[[ Material provided, beginning ]]
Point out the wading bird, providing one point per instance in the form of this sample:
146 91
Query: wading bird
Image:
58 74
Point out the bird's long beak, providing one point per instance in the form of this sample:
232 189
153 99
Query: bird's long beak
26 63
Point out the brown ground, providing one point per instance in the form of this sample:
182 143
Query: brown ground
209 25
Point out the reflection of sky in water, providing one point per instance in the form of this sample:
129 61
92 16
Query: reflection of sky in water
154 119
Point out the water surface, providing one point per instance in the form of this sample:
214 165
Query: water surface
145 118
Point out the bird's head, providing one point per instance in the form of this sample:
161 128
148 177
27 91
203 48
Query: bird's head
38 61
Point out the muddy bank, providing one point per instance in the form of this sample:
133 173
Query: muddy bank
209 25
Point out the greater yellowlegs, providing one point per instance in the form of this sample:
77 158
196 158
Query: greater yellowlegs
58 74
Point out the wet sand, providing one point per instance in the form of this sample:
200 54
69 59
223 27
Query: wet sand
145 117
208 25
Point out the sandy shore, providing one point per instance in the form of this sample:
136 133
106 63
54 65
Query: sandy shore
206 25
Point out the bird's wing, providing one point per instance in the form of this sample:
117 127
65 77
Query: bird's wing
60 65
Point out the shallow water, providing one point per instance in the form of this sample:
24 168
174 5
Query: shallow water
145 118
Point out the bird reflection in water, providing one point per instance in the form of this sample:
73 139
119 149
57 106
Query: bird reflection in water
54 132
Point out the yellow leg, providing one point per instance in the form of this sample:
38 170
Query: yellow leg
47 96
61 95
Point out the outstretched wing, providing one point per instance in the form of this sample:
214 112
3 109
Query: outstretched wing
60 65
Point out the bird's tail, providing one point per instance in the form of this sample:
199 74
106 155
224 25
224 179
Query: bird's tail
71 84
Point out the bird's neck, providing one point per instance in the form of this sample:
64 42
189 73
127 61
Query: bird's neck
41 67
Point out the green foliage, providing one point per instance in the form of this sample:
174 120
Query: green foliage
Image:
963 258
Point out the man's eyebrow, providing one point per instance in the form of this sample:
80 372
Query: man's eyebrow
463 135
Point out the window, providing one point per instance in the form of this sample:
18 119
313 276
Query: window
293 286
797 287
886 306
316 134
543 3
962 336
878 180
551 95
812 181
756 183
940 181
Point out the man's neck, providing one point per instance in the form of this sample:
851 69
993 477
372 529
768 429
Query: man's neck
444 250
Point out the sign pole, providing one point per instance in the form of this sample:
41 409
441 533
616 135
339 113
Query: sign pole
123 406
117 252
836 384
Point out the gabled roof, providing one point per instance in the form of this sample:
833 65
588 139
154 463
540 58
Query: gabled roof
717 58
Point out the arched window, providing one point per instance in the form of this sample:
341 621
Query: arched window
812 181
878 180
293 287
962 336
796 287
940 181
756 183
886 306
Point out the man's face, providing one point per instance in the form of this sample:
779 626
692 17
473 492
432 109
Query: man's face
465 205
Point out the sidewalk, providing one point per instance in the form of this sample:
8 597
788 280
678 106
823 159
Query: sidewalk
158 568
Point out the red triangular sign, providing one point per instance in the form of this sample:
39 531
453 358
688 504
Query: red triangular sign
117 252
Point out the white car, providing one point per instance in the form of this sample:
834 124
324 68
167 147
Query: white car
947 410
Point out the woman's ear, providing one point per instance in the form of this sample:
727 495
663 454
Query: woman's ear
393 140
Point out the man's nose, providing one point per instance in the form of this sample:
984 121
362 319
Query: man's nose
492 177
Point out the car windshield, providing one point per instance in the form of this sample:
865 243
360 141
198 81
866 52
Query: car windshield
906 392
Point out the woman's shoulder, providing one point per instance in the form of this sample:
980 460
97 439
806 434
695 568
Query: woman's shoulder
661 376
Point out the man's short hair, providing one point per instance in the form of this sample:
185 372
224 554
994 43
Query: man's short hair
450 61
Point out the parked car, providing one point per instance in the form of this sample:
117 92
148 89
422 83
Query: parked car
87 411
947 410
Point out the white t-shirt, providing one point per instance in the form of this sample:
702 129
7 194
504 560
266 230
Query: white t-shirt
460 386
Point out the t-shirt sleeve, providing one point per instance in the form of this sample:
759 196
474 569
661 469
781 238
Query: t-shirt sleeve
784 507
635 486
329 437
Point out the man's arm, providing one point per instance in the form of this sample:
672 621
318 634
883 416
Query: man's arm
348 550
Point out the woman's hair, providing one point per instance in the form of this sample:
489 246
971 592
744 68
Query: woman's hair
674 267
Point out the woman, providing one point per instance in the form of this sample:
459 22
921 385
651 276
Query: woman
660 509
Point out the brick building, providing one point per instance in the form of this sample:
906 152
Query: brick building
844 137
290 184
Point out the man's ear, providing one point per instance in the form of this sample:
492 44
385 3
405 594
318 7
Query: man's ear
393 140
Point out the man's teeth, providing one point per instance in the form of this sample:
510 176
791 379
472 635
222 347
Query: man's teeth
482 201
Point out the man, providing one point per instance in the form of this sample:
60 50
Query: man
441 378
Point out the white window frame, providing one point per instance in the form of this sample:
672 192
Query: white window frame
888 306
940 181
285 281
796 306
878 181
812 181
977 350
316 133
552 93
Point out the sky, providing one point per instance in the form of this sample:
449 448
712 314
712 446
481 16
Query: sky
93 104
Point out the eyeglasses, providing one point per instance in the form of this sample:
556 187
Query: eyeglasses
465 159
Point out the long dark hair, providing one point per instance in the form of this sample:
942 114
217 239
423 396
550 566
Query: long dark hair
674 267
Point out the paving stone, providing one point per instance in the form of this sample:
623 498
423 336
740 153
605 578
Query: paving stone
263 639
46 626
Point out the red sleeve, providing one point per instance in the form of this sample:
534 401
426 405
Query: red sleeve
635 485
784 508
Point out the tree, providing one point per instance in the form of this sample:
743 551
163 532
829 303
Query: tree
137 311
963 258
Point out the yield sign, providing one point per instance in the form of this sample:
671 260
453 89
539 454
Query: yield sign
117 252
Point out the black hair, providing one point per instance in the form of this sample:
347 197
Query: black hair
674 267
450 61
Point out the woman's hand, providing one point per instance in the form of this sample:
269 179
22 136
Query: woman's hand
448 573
[[ Material provided, end ]]
## Directions:
Reproduce each line of the material in which the string "wading" occurs.

## Result of the task:
Point out the wading bird, providing one point per instance in the form of this sample:
Query: wading bird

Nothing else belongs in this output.